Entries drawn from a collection
◆ ◆ ◆ ◆ ◆ ◆ ◆
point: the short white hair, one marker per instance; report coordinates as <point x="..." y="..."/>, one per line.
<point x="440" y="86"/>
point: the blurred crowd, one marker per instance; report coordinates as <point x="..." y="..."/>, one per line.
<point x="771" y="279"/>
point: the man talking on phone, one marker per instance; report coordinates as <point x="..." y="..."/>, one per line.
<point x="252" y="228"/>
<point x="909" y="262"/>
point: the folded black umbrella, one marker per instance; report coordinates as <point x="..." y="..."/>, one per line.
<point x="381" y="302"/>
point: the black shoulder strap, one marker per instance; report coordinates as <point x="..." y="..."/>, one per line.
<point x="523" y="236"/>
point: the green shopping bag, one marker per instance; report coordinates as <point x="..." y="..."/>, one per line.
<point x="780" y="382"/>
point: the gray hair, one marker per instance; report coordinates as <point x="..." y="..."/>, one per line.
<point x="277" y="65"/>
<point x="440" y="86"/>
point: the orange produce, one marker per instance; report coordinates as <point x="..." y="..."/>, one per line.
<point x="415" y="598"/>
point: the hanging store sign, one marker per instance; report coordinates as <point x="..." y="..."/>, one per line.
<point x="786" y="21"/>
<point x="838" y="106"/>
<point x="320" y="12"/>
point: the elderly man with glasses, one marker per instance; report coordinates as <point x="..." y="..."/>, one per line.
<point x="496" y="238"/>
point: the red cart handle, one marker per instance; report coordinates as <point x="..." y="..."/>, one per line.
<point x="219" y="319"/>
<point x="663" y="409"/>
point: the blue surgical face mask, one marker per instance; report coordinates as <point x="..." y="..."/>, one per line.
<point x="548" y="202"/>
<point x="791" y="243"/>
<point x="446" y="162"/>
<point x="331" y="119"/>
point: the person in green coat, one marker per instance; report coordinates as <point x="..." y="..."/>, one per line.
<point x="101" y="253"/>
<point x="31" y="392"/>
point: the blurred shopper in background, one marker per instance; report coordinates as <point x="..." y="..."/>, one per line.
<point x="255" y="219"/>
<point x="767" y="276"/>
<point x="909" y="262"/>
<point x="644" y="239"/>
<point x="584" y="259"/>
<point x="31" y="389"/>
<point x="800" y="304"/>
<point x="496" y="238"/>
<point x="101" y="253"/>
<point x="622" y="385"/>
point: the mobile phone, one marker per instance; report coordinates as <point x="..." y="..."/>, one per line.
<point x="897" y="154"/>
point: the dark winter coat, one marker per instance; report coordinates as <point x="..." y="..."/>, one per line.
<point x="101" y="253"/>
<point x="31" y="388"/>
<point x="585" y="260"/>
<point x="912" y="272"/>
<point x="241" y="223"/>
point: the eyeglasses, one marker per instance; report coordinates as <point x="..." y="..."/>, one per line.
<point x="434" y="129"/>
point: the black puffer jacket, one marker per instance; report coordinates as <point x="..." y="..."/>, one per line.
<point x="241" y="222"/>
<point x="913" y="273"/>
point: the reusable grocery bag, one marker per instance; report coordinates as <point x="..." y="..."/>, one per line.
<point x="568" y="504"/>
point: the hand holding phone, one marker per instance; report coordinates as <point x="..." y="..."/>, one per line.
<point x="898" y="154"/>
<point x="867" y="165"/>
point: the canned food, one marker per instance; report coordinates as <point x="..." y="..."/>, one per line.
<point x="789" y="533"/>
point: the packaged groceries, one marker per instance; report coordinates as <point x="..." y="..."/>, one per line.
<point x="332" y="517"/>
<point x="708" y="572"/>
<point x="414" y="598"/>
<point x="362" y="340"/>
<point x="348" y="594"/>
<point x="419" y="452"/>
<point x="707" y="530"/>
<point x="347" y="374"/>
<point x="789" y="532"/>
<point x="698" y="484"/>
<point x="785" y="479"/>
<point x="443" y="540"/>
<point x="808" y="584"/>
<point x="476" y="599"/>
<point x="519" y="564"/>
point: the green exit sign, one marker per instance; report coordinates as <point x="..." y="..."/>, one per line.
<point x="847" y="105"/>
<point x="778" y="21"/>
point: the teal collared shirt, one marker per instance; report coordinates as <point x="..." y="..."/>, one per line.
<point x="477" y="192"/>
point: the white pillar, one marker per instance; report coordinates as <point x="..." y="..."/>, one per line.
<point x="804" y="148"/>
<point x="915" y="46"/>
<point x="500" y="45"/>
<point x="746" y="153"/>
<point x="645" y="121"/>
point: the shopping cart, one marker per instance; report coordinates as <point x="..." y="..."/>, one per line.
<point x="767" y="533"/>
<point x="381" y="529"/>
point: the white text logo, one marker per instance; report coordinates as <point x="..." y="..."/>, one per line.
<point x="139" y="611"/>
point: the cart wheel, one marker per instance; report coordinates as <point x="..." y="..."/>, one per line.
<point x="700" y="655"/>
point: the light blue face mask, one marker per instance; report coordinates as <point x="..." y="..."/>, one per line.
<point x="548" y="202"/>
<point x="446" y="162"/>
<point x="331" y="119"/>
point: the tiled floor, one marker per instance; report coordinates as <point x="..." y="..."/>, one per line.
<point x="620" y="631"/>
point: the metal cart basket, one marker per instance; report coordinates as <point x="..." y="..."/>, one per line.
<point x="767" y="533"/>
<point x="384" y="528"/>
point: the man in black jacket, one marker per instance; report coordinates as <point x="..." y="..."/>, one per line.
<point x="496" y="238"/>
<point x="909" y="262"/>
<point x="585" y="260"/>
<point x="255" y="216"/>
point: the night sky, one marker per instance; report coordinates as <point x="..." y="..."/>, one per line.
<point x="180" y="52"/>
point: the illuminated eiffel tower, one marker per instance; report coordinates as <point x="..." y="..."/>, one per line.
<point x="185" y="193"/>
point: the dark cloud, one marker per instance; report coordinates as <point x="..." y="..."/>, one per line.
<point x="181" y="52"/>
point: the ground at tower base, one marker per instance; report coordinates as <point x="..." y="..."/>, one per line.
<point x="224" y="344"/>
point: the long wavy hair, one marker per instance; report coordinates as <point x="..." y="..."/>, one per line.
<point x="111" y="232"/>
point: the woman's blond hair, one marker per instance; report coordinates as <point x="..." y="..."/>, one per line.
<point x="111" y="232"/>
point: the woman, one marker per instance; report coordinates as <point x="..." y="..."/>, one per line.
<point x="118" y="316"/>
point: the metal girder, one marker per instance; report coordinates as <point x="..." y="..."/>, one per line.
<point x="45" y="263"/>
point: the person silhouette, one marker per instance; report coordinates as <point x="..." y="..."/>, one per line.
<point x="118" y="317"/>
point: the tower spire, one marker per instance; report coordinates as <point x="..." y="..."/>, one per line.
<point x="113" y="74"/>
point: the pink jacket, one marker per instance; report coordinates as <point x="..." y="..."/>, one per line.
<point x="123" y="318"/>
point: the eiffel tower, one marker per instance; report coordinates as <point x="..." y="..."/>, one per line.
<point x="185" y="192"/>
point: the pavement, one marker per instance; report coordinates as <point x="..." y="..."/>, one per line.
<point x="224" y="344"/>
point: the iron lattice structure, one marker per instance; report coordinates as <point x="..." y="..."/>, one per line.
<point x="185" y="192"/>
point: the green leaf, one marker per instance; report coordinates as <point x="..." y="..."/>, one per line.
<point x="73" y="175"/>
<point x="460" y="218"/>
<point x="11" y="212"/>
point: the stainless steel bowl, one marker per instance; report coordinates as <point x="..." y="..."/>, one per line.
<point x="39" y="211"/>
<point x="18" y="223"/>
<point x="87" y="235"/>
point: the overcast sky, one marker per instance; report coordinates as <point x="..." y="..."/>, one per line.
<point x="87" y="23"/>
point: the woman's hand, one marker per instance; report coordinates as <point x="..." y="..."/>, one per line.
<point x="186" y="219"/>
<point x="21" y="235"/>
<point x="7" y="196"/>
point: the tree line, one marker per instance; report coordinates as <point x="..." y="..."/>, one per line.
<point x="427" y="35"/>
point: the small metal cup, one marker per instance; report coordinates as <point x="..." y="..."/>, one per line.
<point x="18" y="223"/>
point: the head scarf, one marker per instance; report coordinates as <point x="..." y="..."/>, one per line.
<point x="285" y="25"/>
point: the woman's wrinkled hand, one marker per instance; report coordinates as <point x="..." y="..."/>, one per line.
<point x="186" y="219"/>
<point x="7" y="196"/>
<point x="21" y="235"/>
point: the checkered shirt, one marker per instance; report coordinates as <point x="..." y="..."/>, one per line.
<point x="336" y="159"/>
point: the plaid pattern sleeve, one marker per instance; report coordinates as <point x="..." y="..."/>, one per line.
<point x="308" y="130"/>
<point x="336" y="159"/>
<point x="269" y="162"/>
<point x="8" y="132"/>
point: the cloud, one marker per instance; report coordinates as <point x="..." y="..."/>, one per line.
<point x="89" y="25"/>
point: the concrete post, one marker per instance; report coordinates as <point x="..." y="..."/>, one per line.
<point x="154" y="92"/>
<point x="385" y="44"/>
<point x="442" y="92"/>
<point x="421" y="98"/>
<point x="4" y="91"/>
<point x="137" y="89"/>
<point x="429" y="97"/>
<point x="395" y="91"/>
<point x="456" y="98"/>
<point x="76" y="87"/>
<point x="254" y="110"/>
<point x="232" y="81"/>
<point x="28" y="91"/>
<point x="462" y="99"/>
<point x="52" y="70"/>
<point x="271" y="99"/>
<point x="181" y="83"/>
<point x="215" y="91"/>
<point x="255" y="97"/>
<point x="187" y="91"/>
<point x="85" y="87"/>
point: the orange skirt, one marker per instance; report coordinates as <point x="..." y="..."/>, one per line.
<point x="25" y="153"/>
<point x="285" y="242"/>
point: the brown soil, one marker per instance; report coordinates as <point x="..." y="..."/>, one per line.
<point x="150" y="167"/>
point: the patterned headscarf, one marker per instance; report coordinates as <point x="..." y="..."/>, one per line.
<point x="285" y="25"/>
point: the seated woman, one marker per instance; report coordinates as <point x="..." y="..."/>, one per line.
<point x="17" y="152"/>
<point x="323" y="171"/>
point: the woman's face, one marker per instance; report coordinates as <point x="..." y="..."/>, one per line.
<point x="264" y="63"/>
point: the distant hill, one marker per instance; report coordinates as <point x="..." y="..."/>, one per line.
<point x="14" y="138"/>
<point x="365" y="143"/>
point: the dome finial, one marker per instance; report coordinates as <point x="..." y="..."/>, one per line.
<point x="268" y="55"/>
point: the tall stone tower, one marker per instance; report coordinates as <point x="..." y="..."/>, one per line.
◆ ◆ ◆ ◆ ◆ ◆ ◆
# Exercise
Please update everything from the line containing "point: the distant" down to the end of the records by replacing "stone" with "brick" and changing nothing else. Give back only those lines.

# Result of this task
point: the distant hill, one marker per instance; report coordinates as <point x="..." y="..."/>, one per line.
<point x="14" y="138"/>
<point x="365" y="143"/>
point: the dome finial, one marker per instance; report coordinates as <point x="..." y="..."/>, one per line.
<point x="268" y="55"/>
point: the tall brick tower, one marker per instance; report coordinates as <point x="..." y="..."/>, one per line.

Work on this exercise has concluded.